>> begin Raw records

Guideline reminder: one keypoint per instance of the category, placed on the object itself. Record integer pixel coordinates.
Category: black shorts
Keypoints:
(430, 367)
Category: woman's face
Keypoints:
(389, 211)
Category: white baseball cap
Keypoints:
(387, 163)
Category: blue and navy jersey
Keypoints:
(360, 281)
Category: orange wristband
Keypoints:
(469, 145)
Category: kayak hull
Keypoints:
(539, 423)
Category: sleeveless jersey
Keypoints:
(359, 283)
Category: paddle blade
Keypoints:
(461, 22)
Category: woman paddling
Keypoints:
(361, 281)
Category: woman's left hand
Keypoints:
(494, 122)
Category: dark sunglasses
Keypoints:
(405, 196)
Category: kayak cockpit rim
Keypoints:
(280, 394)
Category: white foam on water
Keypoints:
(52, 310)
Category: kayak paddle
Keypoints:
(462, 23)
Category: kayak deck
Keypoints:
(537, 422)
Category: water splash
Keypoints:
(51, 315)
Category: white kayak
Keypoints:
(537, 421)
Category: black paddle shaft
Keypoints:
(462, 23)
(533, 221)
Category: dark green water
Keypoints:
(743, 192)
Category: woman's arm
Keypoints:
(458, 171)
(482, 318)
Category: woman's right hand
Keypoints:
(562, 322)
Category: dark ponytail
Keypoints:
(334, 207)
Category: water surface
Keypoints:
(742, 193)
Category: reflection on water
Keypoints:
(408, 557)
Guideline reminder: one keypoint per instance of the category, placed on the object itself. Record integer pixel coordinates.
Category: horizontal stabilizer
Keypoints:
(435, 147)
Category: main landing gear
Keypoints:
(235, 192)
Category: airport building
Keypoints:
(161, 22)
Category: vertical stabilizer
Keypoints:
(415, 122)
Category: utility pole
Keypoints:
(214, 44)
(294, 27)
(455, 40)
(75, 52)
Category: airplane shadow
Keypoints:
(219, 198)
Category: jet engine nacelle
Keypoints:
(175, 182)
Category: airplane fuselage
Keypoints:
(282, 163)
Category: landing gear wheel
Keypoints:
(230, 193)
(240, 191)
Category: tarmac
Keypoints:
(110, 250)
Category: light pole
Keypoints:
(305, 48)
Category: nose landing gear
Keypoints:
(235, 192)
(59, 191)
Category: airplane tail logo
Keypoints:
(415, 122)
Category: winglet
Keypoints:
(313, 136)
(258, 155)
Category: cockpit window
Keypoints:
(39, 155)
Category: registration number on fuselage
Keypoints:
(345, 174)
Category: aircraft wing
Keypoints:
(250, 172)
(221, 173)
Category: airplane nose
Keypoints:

>> end Raw records

_Exercise prompt_:
Can you copy the data above word for word?

_Response_:
Guideline reminder: one keypoint per instance of the category, placed on the object itself. Record integer pixel coordinates.
Category: black shorts
Keypoints:
(430, 367)
Category: woman's face
Keypoints:
(389, 211)
Category: white baseball cap
Keypoints:
(387, 163)
Category: blue and navy jersey
Keypoints:
(360, 281)
Category: orange wristband
Keypoints:
(469, 145)
Category: kayak hull
Keypoints:
(539, 423)
Category: sleeveless jersey
Keypoints:
(359, 283)
Category: paddle blade
Keypoints:
(461, 22)
Category: woman paddling
Keypoints:
(361, 281)
Category: woman's left hand
Keypoints:
(494, 122)
Category: dark sunglasses
Keypoints:
(405, 196)
Category: kayak cockpit rim
Keypoints:
(280, 394)
Category: white foam on water
Keypoints:
(52, 310)
Category: kayak paddle
Keypoints:
(462, 23)
Category: kayak deck
Keypoints:
(537, 422)
Category: water splash
Keypoints:
(51, 315)
Category: white kayak
Keypoints:
(537, 421)
Category: black paddle shaft
Keypoints:
(462, 23)
(533, 221)
Category: dark green water
Keypoints:
(743, 192)
Category: woman's arm
Keypoints:
(458, 171)
(482, 318)
Category: woman's right hand
Keypoints:
(562, 322)
Category: dark ponytail
Keypoints:
(334, 207)
Category: water surface
Keypoints:
(742, 193)
Category: reflection on water
Keypoints:
(408, 557)
Guideline reminder: one keypoint per instance of the category, placed on the object itself. Record integer pixel coordinates.
Category: horizontal stabilizer
Keypoints:
(435, 147)
Category: main landing gear
Keypoints:
(235, 192)
Category: airport building
Keypoints:
(161, 22)
Category: vertical stabilizer
Keypoints:
(415, 122)
Category: utility pole
Keypoints:
(214, 44)
(294, 27)
(455, 40)
(75, 52)
Category: airplane shadow
Keypoints:
(219, 198)
Category: jet engine nacelle
Keypoints:
(175, 182)
Category: airplane fuselage
Keypoints:
(282, 163)
Category: landing gear wheel
Keypoints:
(230, 193)
(240, 191)
Category: tarmac
Keypoints:
(110, 250)
Category: light pole
Keypoints:
(305, 48)
Category: nose landing gear
Keypoints:
(235, 192)
(59, 191)
Category: airplane tail logo
Keypoints:
(415, 122)
Category: winglet
Keypoints:
(313, 136)
(258, 155)
Category: cockpit window
Keypoints:
(39, 155)
Category: registration number on fuselage
Keypoints:
(345, 174)
Category: aircraft wing
Keypoints:
(250, 172)
(221, 173)
Category: airplane nose
Keypoints:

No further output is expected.